▸ **Your goal**: Copy each of the lines below character for character, leaving nothing out and changing nothing.

----

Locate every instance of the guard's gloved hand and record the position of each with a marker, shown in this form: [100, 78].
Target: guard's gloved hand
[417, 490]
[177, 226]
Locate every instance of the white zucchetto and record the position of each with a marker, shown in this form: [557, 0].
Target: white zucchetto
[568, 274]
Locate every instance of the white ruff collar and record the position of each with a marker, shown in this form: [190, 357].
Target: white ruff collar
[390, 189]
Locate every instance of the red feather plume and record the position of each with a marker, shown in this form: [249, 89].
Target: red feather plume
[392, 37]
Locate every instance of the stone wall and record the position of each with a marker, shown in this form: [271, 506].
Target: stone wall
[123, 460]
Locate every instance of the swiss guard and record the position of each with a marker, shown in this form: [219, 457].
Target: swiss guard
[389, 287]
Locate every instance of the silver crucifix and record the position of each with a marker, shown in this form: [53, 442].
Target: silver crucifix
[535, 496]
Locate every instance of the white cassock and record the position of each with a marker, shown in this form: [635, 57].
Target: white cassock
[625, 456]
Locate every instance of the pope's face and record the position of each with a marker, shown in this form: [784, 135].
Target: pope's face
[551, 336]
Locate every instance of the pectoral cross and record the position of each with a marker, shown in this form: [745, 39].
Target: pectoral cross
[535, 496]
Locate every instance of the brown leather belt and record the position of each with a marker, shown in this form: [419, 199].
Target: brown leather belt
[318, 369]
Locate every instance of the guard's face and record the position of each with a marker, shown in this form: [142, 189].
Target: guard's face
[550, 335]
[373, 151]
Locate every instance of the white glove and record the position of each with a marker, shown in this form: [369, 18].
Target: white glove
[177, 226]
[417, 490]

----

▸ **Response for this exercise**:
Locate every instance of the guard's gloved hand and record the position of each with a marker, shown in this form: [100, 78].
Target: guard's gloved hand
[417, 490]
[177, 226]
Locate every instance of the white zucchetto and record the position of each with a marker, shown in this form: [557, 0].
Target: white zucchetto
[568, 274]
Locate every instance of the white ruff collar and record the position of each with a marker, shown in this form: [190, 357].
Target: white ruff collar
[390, 189]
Locate every instance of the red feather plume and record the position of each with a marker, shown in this form: [249, 89].
Target: red feather plume
[392, 37]
Locate every instance of the stone wall and record the position of each with a marker, shown in this form: [271, 506].
Target: stone wall
[123, 460]
Locate every instance of the swiss guard and record the position of each with a marker, shown in this form: [219, 457].
Target: swiss guard
[389, 287]
Locate every instance of the silver crucifix and record the position of each with a marker, shown in this form: [53, 442].
Target: silver crucifix
[535, 496]
Locate every instance of the white cassock and record the position of each with a marker, shown in this form: [635, 57].
Target: white cassock
[625, 456]
Locate every instance of the pope's face and record the position of each with a marker, shown in this form: [784, 135].
Target: pope's face
[551, 336]
Locate every instance of the pectoral cross and record the position of each with a marker, shown in this form: [745, 39].
Target: pectoral cross
[535, 496]
Locate every instance of the brown leather belt and record the position of each with a marker, shown in this form: [419, 199].
Target: brown leather belt
[318, 369]
Locate every instance of the guard's face and record the position of each with a marker, shown in this form: [142, 189].
Target: guard's face
[550, 335]
[373, 151]
Locate every instance of the white glove and record the position of each with a marker, shown in this form: [369, 18].
Target: white glove
[177, 226]
[417, 490]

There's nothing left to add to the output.